## SELECTED PASSAGE
▼
Robert J Sawyer, double Nebula winner, Hugo nominee (didn’t win it…) and winner of countless other prizes provides us with story from the Human Genome Project:

Dr Philip Tardivel is a Genetic Researcher at the Human Genome Project (which, as the story takes place, is not finished yet. If you can ever finish such a piece of work, give or take the latest tabloid headline of ‘Human Genome decoded!’). He is liaised with Molly Brown, a Doctor and lecturer in Psychology, who has telepathic abilities (she can read ‘literal’ thoughts of people physically close to her – more a curse than a blessing!). His boss is Burian Klimus, an old, unfriendly, Ukrainian emigrant and Nobel Prize Winner for the ‘Klimus Method’.

In another strand we get Avi Meyer, son of a Holocaust survivor who broke out of Treblinka during a prisoner revolt (the episode is part of the book), and now works for the Department of Justice in a special unit which tracks down Nazi War Criminals in hiding.
▲
## TASK INSTRUCTIONS
Reproduce word for word the part of the passage on the Robert J Sawyer novel that begins at "In another strand" and stops after "Criminals in hiding.".

## RECORDED DATA
▼
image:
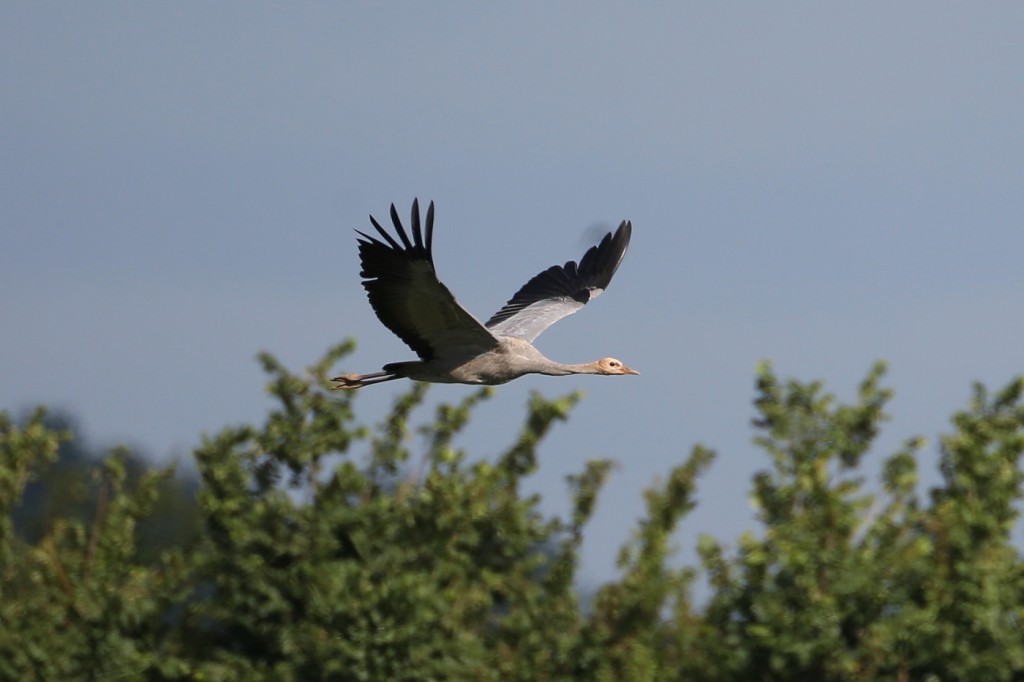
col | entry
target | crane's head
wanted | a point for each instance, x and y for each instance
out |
(610, 366)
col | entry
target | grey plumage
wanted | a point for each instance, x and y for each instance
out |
(454, 346)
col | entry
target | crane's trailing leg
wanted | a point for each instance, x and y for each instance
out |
(349, 381)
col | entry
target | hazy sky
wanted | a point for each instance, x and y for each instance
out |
(818, 184)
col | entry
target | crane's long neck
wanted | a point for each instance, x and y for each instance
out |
(553, 369)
▲
## EXERCISE ANSWER
In another strand we get Avi Meyer, son of a Holocaust survivor who broke out of Treblinka during a prisoner revolt (the episode is part of the book), and now works for the Department of Justice in a special unit which tracks down Nazi War Criminals in hiding.